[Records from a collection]
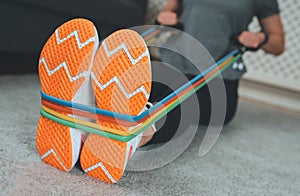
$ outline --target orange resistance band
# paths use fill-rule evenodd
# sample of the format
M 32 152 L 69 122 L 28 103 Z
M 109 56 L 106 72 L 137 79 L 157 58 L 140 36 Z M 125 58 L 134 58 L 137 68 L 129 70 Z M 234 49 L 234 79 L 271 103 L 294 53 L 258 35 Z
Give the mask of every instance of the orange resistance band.
M 174 96 L 172 99 L 167 101 L 165 104 L 159 106 L 156 110 L 153 111 L 152 115 L 157 113 L 162 107 L 166 107 L 168 104 L 172 103 L 178 97 L 181 97 L 183 94 L 187 93 L 188 91 L 196 88 L 201 83 L 205 82 L 206 79 L 208 79 L 210 76 L 215 74 L 217 71 L 219 71 L 220 69 L 225 67 L 227 65 L 227 63 L 229 63 L 233 58 L 234 57 L 231 57 L 231 58 L 227 59 L 220 66 L 216 67 L 212 72 L 207 74 L 205 77 L 203 77 L 199 81 L 195 82 L 193 85 L 191 85 L 190 87 L 188 87 L 184 91 L 180 92 L 177 96 Z M 46 100 L 42 100 L 42 104 L 45 105 L 46 107 L 48 107 L 50 109 L 53 109 L 53 110 L 56 110 L 58 112 L 64 112 L 64 113 L 73 114 L 73 115 L 76 115 L 76 116 L 82 116 L 82 117 L 86 117 L 86 118 L 93 119 L 93 120 L 101 119 L 103 121 L 110 122 L 110 123 L 113 123 L 113 124 L 118 124 L 118 125 L 121 125 L 121 126 L 124 126 L 124 127 L 137 126 L 137 125 L 139 125 L 140 123 L 142 123 L 143 121 L 145 121 L 146 119 L 148 119 L 150 117 L 149 115 L 147 115 L 147 116 L 145 116 L 144 118 L 142 118 L 141 120 L 139 120 L 137 122 L 129 122 L 129 121 L 126 121 L 126 120 L 115 119 L 113 117 L 108 117 L 108 116 L 104 116 L 104 115 L 100 115 L 100 114 L 93 114 L 93 113 L 89 113 L 89 112 L 85 112 L 85 111 L 81 111 L 81 110 L 74 110 L 74 109 L 71 109 L 71 108 L 68 108 L 68 107 L 64 107 L 64 106 L 61 106 L 61 105 L 54 104 L 54 103 L 46 101 Z
M 147 40 L 148 38 L 151 38 L 159 33 L 160 33 L 160 30 L 157 29 L 157 30 L 153 31 L 152 33 L 150 33 L 149 35 L 147 35 L 146 37 L 144 37 L 144 40 Z

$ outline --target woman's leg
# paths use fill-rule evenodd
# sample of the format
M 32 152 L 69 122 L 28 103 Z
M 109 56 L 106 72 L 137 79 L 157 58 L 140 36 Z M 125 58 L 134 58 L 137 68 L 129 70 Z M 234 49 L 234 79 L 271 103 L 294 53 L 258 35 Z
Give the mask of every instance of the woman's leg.
M 238 87 L 239 80 L 224 80 L 227 93 L 227 110 L 224 124 L 231 122 L 236 114 L 238 107 Z
M 216 78 L 215 80 L 221 80 Z M 238 105 L 238 86 L 239 80 L 223 80 L 226 91 L 226 115 L 224 124 L 229 123 L 235 116 Z M 212 81 L 220 82 L 220 81 Z M 197 92 L 197 97 L 200 105 L 200 125 L 209 125 L 211 119 L 211 96 L 208 86 L 204 86 Z
M 150 101 L 152 103 L 158 102 L 172 92 L 172 89 L 170 89 L 168 86 L 153 82 Z M 180 109 L 180 106 L 177 106 L 167 114 L 164 120 L 160 120 L 156 123 L 158 132 L 154 134 L 153 138 L 148 144 L 164 143 L 169 141 L 175 135 L 181 118 Z
M 188 76 L 188 78 L 190 79 L 193 77 L 194 76 Z M 216 78 L 215 80 L 218 80 L 218 78 Z M 219 82 L 219 81 L 214 81 L 214 82 Z M 224 85 L 225 85 L 226 98 L 227 98 L 226 116 L 225 116 L 224 124 L 227 124 L 233 119 L 237 110 L 239 81 L 224 80 Z M 164 86 L 159 83 L 153 83 L 153 90 L 150 96 L 150 100 L 152 102 L 160 101 L 163 97 L 170 94 L 171 92 L 172 90 L 167 86 Z M 207 86 L 204 86 L 196 94 L 200 106 L 199 124 L 208 125 L 211 118 L 211 96 L 209 93 L 209 89 Z M 168 113 L 165 122 L 158 121 L 157 127 L 160 128 L 158 129 L 158 132 L 155 133 L 155 135 L 149 141 L 148 144 L 164 143 L 172 139 L 172 137 L 176 134 L 179 128 L 179 124 L 181 121 L 181 109 L 189 108 L 190 112 L 191 113 L 193 112 L 194 103 L 191 102 L 191 99 L 192 98 L 189 98 L 188 100 L 183 102 L 180 106 L 176 107 L 174 110 Z M 190 123 L 194 123 L 194 121 L 185 120 L 185 122 L 183 122 L 184 126 L 181 126 L 181 129 L 187 128 Z
M 152 90 L 149 99 L 152 103 L 161 101 L 189 81 L 189 78 L 181 71 L 161 62 L 152 62 L 152 77 Z M 196 96 L 189 100 L 197 104 Z M 191 122 L 197 123 L 199 118 L 197 113 L 194 115 L 190 112 L 191 107 L 192 104 L 185 101 L 156 122 L 155 126 L 158 132 L 155 133 L 149 144 L 167 142 L 175 134 L 180 135 L 186 131 Z

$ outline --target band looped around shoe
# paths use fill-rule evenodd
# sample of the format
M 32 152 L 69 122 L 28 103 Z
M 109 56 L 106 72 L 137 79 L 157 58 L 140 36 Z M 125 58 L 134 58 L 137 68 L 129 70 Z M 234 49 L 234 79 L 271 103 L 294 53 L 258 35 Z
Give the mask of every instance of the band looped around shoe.
M 135 138 L 137 135 L 145 131 L 153 123 L 160 120 L 168 112 L 172 111 L 180 103 L 193 95 L 196 91 L 201 89 L 210 80 L 215 78 L 220 72 L 230 67 L 235 61 L 240 59 L 242 54 L 239 50 L 234 50 L 223 59 L 221 59 L 215 65 L 205 70 L 202 74 L 199 74 L 194 79 L 156 103 L 149 110 L 145 110 L 138 116 L 131 116 L 126 114 L 115 113 L 112 111 L 103 110 L 100 108 L 94 108 L 82 104 L 72 103 L 66 100 L 62 100 L 41 92 L 42 108 L 41 115 L 59 124 L 76 128 L 88 133 L 97 134 L 114 140 L 128 142 Z M 54 106 L 55 107 L 54 107 Z M 60 109 L 59 109 L 60 108 Z M 59 113 L 61 108 L 68 110 L 69 114 L 73 114 L 74 117 L 70 117 Z M 66 112 L 64 110 L 64 112 Z M 76 110 L 76 111 L 74 111 Z M 72 112 L 73 111 L 73 112 Z M 105 120 L 115 121 L 121 123 L 124 126 L 134 127 L 131 131 L 116 130 L 109 127 L 103 127 L 96 123 L 79 119 L 77 116 L 96 120 L 99 115 Z M 76 117 L 75 117 L 76 116 Z M 101 119 L 102 120 L 102 119 Z M 122 124 L 124 123 L 124 124 Z

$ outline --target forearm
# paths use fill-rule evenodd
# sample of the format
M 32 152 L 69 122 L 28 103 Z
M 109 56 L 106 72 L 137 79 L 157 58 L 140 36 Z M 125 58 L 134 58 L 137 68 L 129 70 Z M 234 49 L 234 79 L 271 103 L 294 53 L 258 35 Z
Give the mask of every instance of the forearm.
M 280 55 L 284 51 L 284 29 L 279 15 L 270 16 L 260 21 L 262 28 L 269 36 L 269 41 L 262 49 L 273 55 Z
M 283 53 L 284 46 L 284 35 L 271 34 L 269 35 L 269 41 L 262 47 L 262 49 L 267 53 L 277 56 Z
M 180 8 L 178 0 L 169 0 L 166 6 L 164 7 L 163 11 L 172 11 L 176 12 Z

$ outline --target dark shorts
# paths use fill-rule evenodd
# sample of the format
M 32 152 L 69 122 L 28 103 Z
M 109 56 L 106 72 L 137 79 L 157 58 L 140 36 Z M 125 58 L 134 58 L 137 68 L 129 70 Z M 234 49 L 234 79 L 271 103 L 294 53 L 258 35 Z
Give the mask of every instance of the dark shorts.
M 187 78 L 192 79 L 194 76 L 187 75 Z M 223 80 L 221 78 L 215 78 L 211 82 L 218 82 L 216 80 Z M 237 104 L 238 104 L 238 86 L 239 86 L 239 80 L 229 81 L 229 80 L 223 80 L 225 85 L 225 91 L 226 91 L 226 115 L 224 124 L 230 122 L 237 110 Z M 152 85 L 152 92 L 150 96 L 150 101 L 158 102 L 168 94 L 170 94 L 172 90 L 167 87 L 166 85 L 163 85 L 161 83 L 153 82 Z M 195 95 L 194 95 L 195 96 Z M 199 109 L 200 109 L 200 119 L 197 119 L 197 122 L 200 125 L 208 125 L 211 119 L 211 96 L 209 93 L 208 86 L 202 87 L 197 93 L 196 96 L 199 101 Z M 194 97 L 195 98 L 195 97 Z M 224 98 L 224 97 L 223 97 Z M 154 135 L 152 140 L 148 144 L 155 144 L 155 143 L 164 143 L 172 139 L 172 137 L 175 135 L 177 131 L 184 131 L 182 129 L 186 129 L 191 123 L 195 122 L 195 119 L 191 119 L 191 117 L 184 117 L 181 114 L 182 109 L 185 108 L 185 110 L 190 111 L 190 113 L 193 112 L 193 106 L 191 106 L 189 98 L 185 102 L 183 102 L 180 106 L 173 109 L 171 112 L 169 112 L 164 120 L 160 120 L 156 123 L 156 126 L 159 127 L 158 132 Z M 193 116 L 191 114 L 191 116 Z M 184 121 L 184 122 L 182 122 Z M 179 124 L 181 130 L 178 129 Z

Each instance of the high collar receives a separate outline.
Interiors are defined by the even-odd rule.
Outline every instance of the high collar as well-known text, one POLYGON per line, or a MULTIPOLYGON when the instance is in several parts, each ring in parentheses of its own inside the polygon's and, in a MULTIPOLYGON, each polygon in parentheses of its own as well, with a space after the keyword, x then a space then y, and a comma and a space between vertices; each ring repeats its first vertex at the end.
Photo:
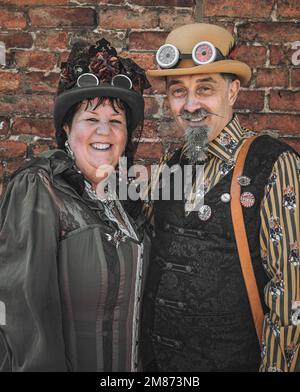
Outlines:
POLYGON ((221 160, 235 160, 245 133, 237 115, 234 115, 219 135, 209 143, 208 152, 221 160))

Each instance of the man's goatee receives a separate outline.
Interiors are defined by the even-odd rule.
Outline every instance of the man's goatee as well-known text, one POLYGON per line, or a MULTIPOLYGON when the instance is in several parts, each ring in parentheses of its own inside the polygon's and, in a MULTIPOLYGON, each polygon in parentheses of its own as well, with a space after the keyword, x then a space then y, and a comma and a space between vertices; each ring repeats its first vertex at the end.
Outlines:
POLYGON ((207 126, 188 127, 185 130, 184 153, 192 164, 203 163, 207 159, 208 133, 207 126))

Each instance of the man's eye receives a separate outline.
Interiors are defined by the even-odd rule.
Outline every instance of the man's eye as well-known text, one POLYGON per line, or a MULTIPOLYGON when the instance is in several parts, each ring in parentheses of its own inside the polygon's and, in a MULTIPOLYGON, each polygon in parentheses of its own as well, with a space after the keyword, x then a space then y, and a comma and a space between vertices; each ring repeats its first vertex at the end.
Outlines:
POLYGON ((181 97, 185 94, 185 89, 184 88, 177 88, 176 90, 172 91, 172 95, 175 97, 181 97))
POLYGON ((98 120, 96 118, 87 118, 86 121, 91 121, 91 122, 97 122, 98 120))
POLYGON ((207 87, 207 86, 203 86, 203 87, 199 87, 197 91, 198 91, 200 94, 201 94, 201 93, 208 93, 208 92, 211 91, 211 88, 210 88, 210 87, 207 87))
POLYGON ((122 122, 119 121, 119 120, 110 120, 110 122, 111 122, 111 123, 114 123, 114 124, 122 124, 122 122))

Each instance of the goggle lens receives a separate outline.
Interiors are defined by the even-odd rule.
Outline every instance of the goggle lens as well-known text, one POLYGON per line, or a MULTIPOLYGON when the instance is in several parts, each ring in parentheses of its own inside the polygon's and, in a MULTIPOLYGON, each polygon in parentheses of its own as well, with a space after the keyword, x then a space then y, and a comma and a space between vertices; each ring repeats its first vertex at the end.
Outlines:
MULTIPOLYGON (((110 84, 114 87, 120 87, 127 90, 132 88, 132 81, 126 75, 115 75, 110 84)), ((97 87, 99 86, 99 79, 92 73, 84 73, 77 79, 77 87, 97 87)))
POLYGON ((173 68, 180 59, 193 59, 197 65, 209 64, 216 60, 224 60, 220 50, 208 41, 198 42, 191 54, 180 53, 176 46, 165 44, 156 52, 156 62, 161 68, 173 68))
POLYGON ((161 46, 156 53, 156 61, 161 68, 172 68, 178 63, 179 50, 174 45, 161 46))
POLYGON ((216 58, 216 48, 210 42, 200 42, 194 47, 192 57, 196 64, 212 63, 216 58))

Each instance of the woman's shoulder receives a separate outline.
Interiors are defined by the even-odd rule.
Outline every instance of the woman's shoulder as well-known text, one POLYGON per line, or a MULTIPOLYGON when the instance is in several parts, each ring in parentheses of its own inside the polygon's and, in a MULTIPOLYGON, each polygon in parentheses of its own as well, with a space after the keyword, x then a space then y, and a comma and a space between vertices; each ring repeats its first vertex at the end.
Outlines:
POLYGON ((73 166, 72 160, 63 150, 48 150, 29 161, 24 162, 10 177, 10 181, 18 176, 38 175, 41 171, 49 177, 60 174, 73 166))
POLYGON ((53 183, 53 178, 72 167, 73 162, 62 150, 49 150, 24 162, 9 178, 1 199, 11 192, 25 195, 45 184, 53 183))

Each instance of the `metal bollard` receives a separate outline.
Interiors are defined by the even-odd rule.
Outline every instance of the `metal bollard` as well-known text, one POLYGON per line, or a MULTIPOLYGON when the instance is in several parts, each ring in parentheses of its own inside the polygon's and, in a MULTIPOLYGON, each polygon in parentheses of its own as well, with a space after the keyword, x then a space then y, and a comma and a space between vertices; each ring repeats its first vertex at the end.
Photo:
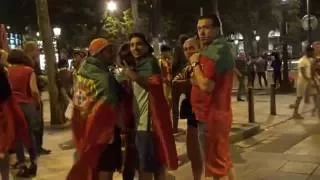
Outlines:
POLYGON ((249 123, 255 123, 254 99, 253 99, 252 87, 248 88, 248 114, 249 114, 249 123))
POLYGON ((270 92, 270 114, 277 115, 277 106, 276 106, 276 85, 271 85, 270 92))

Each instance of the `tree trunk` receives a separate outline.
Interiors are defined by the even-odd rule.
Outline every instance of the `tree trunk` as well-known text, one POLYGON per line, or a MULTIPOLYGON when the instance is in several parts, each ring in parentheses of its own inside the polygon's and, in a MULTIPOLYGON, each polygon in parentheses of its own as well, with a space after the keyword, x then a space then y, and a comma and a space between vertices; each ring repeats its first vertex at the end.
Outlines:
POLYGON ((50 97, 50 122, 51 125, 60 125, 63 123, 63 120, 61 119, 61 114, 63 113, 61 113, 58 101, 59 93, 56 84, 56 57, 53 46, 52 28, 50 25, 47 0, 36 0, 36 7, 38 24, 40 27, 47 65, 48 89, 50 97))
POLYGON ((161 33, 161 6, 162 0, 152 0, 152 35, 153 37, 158 37, 161 33))
POLYGON ((220 13, 219 13, 219 0, 212 0, 212 4, 213 4, 213 12, 218 16, 221 24, 220 33, 221 35, 223 35, 223 24, 222 24, 220 13))
POLYGON ((133 17, 133 22, 134 22, 133 30, 135 32, 138 32, 139 25, 140 25, 138 0, 131 0, 131 12, 132 12, 132 17, 133 17))
POLYGON ((246 54, 254 54, 255 50, 253 47, 254 35, 251 30, 242 33, 244 36, 244 50, 246 54))

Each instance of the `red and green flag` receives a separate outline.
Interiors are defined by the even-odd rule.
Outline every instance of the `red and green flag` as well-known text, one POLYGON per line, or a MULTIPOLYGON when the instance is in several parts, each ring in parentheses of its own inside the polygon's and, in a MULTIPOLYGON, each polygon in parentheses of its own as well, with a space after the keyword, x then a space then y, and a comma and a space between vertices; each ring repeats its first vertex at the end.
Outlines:
POLYGON ((229 154, 229 133, 232 124, 231 95, 234 55, 231 45, 220 37, 214 40, 201 56, 213 61, 215 88, 207 119, 206 174, 225 175, 232 167, 229 154))
POLYGON ((178 157, 170 116, 170 108, 164 96, 163 82, 158 60, 148 56, 137 62, 136 71, 147 78, 148 114, 157 144, 160 162, 169 170, 178 168, 178 157))
POLYGON ((108 67, 89 57, 77 75, 72 129, 79 160, 68 180, 95 180, 101 152, 114 135, 121 87, 108 67))

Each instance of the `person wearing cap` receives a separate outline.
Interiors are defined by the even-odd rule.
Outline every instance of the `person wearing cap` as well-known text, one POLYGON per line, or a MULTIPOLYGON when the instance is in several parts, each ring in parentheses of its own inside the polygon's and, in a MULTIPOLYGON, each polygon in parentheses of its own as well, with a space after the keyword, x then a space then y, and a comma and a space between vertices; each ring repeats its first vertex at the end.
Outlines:
POLYGON ((220 35, 220 24, 215 14, 198 19, 202 49, 189 58, 193 73, 191 104, 198 120, 203 174, 215 180, 234 180, 229 150, 234 55, 232 47, 220 35))
POLYGON ((159 63, 143 34, 133 33, 129 41, 135 69, 125 62, 120 66, 132 81, 139 178, 166 179, 167 169, 178 168, 178 158, 159 63))
POLYGON ((94 39, 90 55, 77 74, 72 130, 78 161, 67 180, 109 180, 120 169, 121 137, 117 127, 122 88, 110 72, 114 45, 110 39, 94 39))

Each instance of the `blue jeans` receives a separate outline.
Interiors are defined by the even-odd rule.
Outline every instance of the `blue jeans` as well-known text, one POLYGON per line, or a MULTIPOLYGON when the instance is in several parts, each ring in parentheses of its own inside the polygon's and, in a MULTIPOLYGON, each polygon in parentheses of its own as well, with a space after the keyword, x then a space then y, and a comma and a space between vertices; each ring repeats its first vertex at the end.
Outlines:
MULTIPOLYGON (((29 136, 30 136, 30 147, 28 147, 28 153, 30 156, 30 161, 32 163, 36 162, 37 155, 40 152, 37 152, 39 147, 36 141, 36 132, 39 130, 40 125, 40 114, 37 111, 36 105, 33 103, 21 103, 19 104, 24 116, 27 120, 29 136)), ((22 140, 18 140, 18 145, 16 149, 17 160, 19 163, 25 162, 24 156, 24 145, 22 140)))

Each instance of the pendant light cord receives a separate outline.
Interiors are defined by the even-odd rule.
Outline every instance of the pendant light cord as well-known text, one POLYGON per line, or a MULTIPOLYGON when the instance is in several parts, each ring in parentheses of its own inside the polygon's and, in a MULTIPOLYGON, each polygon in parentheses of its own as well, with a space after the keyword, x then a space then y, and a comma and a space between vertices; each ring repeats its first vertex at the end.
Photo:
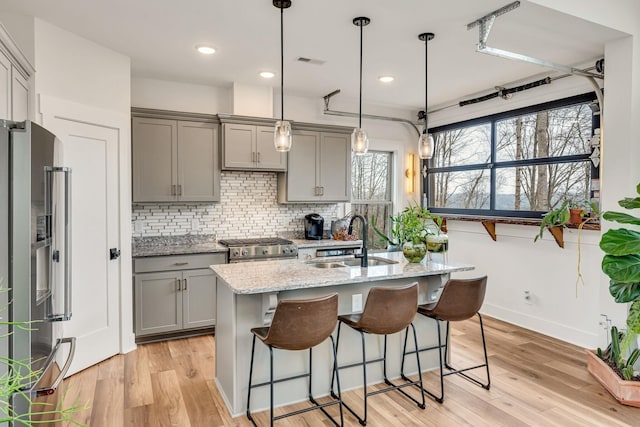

WORK ORDER: Within the records above, how many lines include the word "target"? State the number by itself.

YOUR SOLUTION: 5